**Do this:**
Please return each line of the listing below that contains the string "grassy", treating uppercase and lowercase as different.

[Items from a labeling collection]
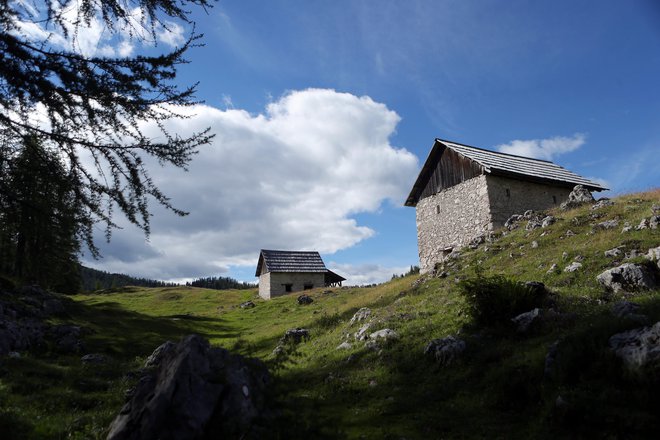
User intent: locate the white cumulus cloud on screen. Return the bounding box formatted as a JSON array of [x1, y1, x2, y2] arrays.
[[84, 89, 418, 283], [495, 133, 587, 160]]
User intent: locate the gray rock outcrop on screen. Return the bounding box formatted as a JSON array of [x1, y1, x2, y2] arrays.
[[424, 336, 465, 365], [108, 335, 268, 440], [596, 263, 656, 293], [369, 328, 399, 341], [298, 294, 314, 306], [511, 308, 542, 333], [609, 321, 660, 370], [561, 185, 595, 209], [348, 307, 371, 326]]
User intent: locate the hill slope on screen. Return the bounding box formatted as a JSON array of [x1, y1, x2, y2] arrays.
[[0, 190, 660, 439]]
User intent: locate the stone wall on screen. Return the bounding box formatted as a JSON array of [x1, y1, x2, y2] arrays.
[[416, 175, 492, 273], [486, 175, 572, 228], [259, 272, 325, 299]]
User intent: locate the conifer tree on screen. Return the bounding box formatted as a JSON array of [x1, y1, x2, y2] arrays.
[[0, 0, 212, 254]]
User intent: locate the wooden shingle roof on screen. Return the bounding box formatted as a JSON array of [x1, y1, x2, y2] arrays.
[[405, 139, 607, 206], [255, 249, 328, 277]]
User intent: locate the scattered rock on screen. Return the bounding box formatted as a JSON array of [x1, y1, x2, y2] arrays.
[[612, 301, 642, 318], [543, 340, 559, 379], [591, 197, 614, 210], [635, 218, 650, 231], [541, 215, 557, 228], [298, 294, 314, 306], [348, 307, 371, 326], [353, 322, 371, 341], [504, 214, 523, 231], [604, 248, 622, 258], [424, 336, 465, 365], [468, 234, 486, 249], [609, 321, 660, 370], [596, 263, 656, 293], [241, 301, 256, 309], [511, 308, 541, 333], [107, 335, 269, 440], [561, 185, 595, 210], [596, 220, 619, 229], [646, 246, 660, 268], [144, 341, 176, 368], [280, 327, 309, 344], [80, 353, 110, 365], [564, 261, 582, 272], [337, 342, 353, 350], [649, 215, 660, 229], [369, 328, 399, 341]]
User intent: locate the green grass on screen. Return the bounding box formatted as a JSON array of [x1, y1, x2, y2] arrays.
[[0, 190, 660, 439]]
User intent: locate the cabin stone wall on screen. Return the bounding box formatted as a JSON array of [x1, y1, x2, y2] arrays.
[[486, 175, 572, 228], [259, 272, 325, 299], [416, 175, 493, 273]]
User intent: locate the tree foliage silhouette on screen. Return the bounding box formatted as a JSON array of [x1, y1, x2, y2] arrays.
[[0, 0, 212, 252]]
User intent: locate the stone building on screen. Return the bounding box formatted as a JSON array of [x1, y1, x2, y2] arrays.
[[254, 249, 345, 299], [405, 139, 607, 273]]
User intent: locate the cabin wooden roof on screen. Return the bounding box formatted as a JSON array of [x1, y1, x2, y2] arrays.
[[405, 139, 607, 206], [255, 249, 345, 283]]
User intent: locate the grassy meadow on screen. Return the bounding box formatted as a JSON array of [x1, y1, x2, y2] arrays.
[[0, 190, 660, 439]]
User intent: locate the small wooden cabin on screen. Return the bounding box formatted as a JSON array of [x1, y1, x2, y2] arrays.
[[405, 139, 607, 273], [255, 249, 346, 299]]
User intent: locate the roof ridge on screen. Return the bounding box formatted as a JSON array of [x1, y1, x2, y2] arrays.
[[435, 138, 563, 164]]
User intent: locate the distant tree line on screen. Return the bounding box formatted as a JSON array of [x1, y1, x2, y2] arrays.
[[392, 266, 419, 280], [80, 266, 178, 292], [186, 277, 255, 290]]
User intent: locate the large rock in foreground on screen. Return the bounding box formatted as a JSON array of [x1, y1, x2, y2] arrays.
[[596, 263, 656, 293], [561, 185, 595, 209], [609, 321, 660, 370], [108, 335, 268, 440]]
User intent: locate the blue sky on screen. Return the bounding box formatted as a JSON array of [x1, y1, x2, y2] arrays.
[[36, 0, 660, 283]]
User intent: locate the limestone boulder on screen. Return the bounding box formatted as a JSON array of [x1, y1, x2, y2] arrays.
[[348, 307, 371, 326], [424, 336, 466, 366], [369, 328, 399, 341], [609, 321, 660, 370], [280, 327, 309, 344], [561, 185, 595, 209], [596, 263, 656, 293], [107, 335, 269, 440], [511, 307, 542, 333], [298, 295, 314, 306]]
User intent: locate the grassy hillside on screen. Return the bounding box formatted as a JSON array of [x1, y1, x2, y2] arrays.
[[0, 190, 660, 439]]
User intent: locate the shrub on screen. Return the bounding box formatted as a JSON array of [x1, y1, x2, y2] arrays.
[[458, 274, 545, 326]]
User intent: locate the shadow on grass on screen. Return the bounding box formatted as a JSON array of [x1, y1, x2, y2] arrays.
[[266, 292, 660, 439]]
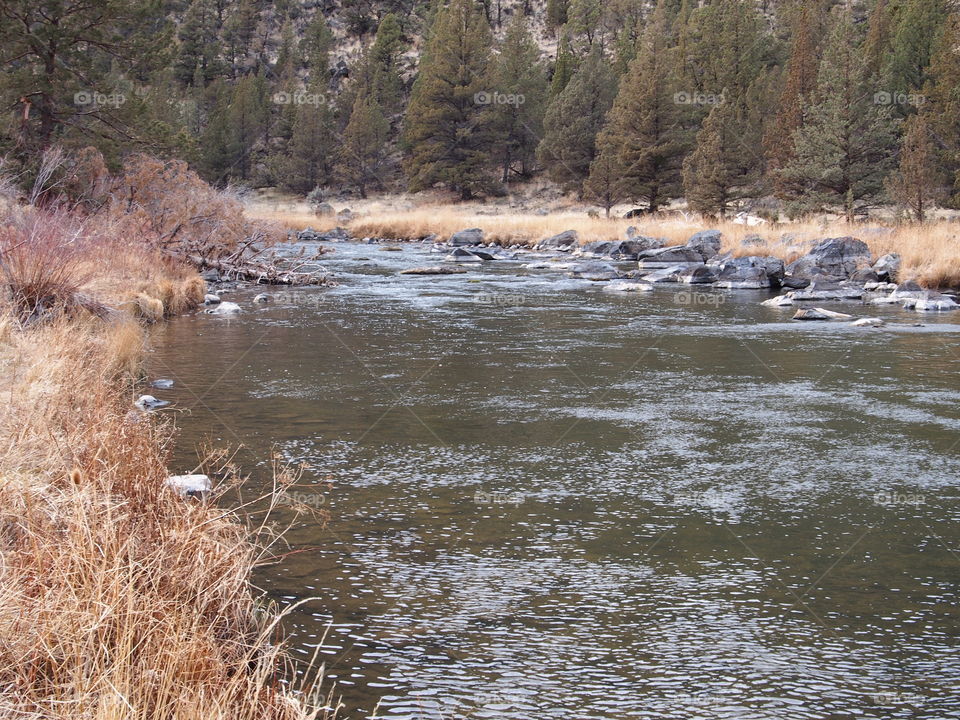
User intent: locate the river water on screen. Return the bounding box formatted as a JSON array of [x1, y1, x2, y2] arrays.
[[150, 243, 960, 720]]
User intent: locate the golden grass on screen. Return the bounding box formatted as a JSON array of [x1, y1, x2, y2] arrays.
[[0, 205, 331, 720], [247, 201, 960, 288]]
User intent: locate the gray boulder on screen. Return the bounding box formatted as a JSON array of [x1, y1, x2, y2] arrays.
[[450, 228, 483, 247], [680, 265, 717, 285], [537, 230, 579, 250], [787, 237, 872, 280], [687, 230, 723, 262], [873, 253, 903, 282], [639, 245, 703, 270]]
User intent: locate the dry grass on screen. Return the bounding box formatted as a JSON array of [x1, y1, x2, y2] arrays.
[[247, 197, 960, 288], [0, 183, 331, 720]]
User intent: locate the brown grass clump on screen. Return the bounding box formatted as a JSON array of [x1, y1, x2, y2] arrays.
[[0, 319, 334, 720]]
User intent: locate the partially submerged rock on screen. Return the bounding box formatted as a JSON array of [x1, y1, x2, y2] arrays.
[[204, 302, 243, 315], [166, 474, 212, 500], [400, 265, 466, 275], [450, 228, 483, 247], [793, 308, 853, 320], [134, 395, 170, 410]]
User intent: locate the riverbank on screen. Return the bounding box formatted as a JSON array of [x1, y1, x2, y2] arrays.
[[0, 186, 334, 720], [246, 198, 960, 288]]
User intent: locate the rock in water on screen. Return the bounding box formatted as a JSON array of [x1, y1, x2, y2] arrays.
[[400, 265, 466, 275], [537, 230, 579, 250], [134, 395, 170, 410], [166, 475, 212, 500], [450, 228, 483, 247], [793, 308, 853, 320], [204, 302, 243, 315]]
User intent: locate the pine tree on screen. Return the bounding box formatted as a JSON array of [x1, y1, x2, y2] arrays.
[[336, 88, 390, 198], [683, 100, 760, 217], [779, 10, 896, 222], [884, 0, 947, 94], [308, 9, 333, 90], [550, 35, 577, 100], [280, 98, 336, 193], [590, 2, 690, 212], [887, 113, 944, 223], [490, 13, 547, 182], [405, 0, 492, 199], [175, 0, 223, 85], [537, 47, 617, 191], [764, 0, 820, 176], [547, 0, 569, 33], [923, 13, 960, 207]]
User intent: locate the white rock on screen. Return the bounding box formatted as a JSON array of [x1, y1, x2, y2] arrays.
[[603, 282, 653, 292], [166, 475, 212, 498], [204, 302, 243, 315], [134, 395, 170, 410]]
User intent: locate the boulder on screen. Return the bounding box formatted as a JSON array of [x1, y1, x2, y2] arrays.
[[687, 230, 723, 262], [537, 230, 579, 250], [760, 293, 794, 307], [904, 292, 960, 312], [134, 395, 170, 410], [873, 253, 903, 282], [450, 228, 483, 247], [793, 308, 853, 320], [204, 302, 243, 315], [680, 265, 717, 285], [850, 318, 884, 327], [400, 265, 466, 275], [639, 245, 703, 270], [166, 475, 212, 500], [787, 237, 872, 280], [444, 248, 483, 262], [603, 282, 653, 292]]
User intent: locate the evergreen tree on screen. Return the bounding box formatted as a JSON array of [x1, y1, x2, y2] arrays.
[[280, 99, 336, 193], [779, 10, 896, 222], [537, 47, 617, 191], [336, 88, 390, 198], [884, 0, 947, 93], [490, 13, 547, 182], [175, 0, 223, 85], [590, 2, 689, 212], [764, 0, 820, 177], [923, 13, 960, 207], [405, 0, 492, 199], [547, 0, 569, 33], [887, 113, 944, 223], [550, 35, 577, 100]]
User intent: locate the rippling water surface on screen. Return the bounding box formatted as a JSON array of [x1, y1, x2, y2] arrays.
[[151, 244, 960, 720]]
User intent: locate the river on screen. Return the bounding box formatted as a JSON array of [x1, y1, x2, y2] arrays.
[[149, 243, 960, 720]]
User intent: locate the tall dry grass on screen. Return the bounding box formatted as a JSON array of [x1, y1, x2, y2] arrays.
[[308, 206, 960, 287], [0, 165, 333, 720]]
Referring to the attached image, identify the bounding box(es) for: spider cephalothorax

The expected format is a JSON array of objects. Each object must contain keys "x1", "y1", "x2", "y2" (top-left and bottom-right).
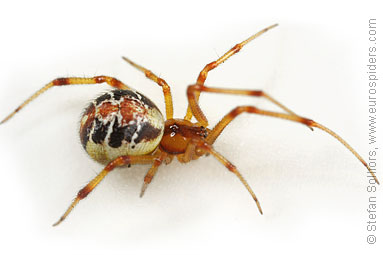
[{"x1": 0, "y1": 24, "x2": 379, "y2": 226}]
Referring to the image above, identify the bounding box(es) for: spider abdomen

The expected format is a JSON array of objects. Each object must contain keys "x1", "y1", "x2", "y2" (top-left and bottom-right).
[{"x1": 80, "y1": 90, "x2": 164, "y2": 163}]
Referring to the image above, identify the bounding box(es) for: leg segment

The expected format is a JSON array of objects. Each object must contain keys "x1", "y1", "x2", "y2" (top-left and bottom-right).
[
  {"x1": 140, "y1": 152, "x2": 168, "y2": 197},
  {"x1": 197, "y1": 141, "x2": 263, "y2": 214},
  {"x1": 0, "y1": 76, "x2": 129, "y2": 124},
  {"x1": 187, "y1": 84, "x2": 313, "y2": 130},
  {"x1": 185, "y1": 24, "x2": 278, "y2": 120},
  {"x1": 53, "y1": 155, "x2": 155, "y2": 226},
  {"x1": 205, "y1": 106, "x2": 379, "y2": 184},
  {"x1": 122, "y1": 57, "x2": 173, "y2": 119}
]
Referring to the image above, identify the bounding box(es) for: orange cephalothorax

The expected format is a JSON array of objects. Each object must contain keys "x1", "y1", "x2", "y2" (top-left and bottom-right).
[
  {"x1": 0, "y1": 24, "x2": 379, "y2": 226},
  {"x1": 160, "y1": 119, "x2": 208, "y2": 154}
]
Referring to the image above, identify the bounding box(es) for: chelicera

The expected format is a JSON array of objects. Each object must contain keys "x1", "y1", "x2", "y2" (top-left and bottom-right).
[{"x1": 0, "y1": 24, "x2": 379, "y2": 226}]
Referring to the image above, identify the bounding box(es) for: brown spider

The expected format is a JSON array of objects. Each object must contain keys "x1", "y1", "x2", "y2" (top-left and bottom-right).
[{"x1": 0, "y1": 24, "x2": 379, "y2": 226}]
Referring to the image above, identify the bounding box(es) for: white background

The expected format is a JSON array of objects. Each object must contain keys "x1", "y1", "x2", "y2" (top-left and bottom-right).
[{"x1": 0, "y1": 0, "x2": 383, "y2": 254}]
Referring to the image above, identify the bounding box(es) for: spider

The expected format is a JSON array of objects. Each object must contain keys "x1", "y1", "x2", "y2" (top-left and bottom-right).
[{"x1": 0, "y1": 24, "x2": 379, "y2": 226}]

**Finished exercise:**
User intent: locate the grassy meadow on screen. Return the bounding box formatted as a JSON array of [x1, y1, x2, y2] arrays.
User intent: locate the grassy hillside on screen. Return the bounding box formatted as a JSON array of [x1, y1, x2, y2] arrays.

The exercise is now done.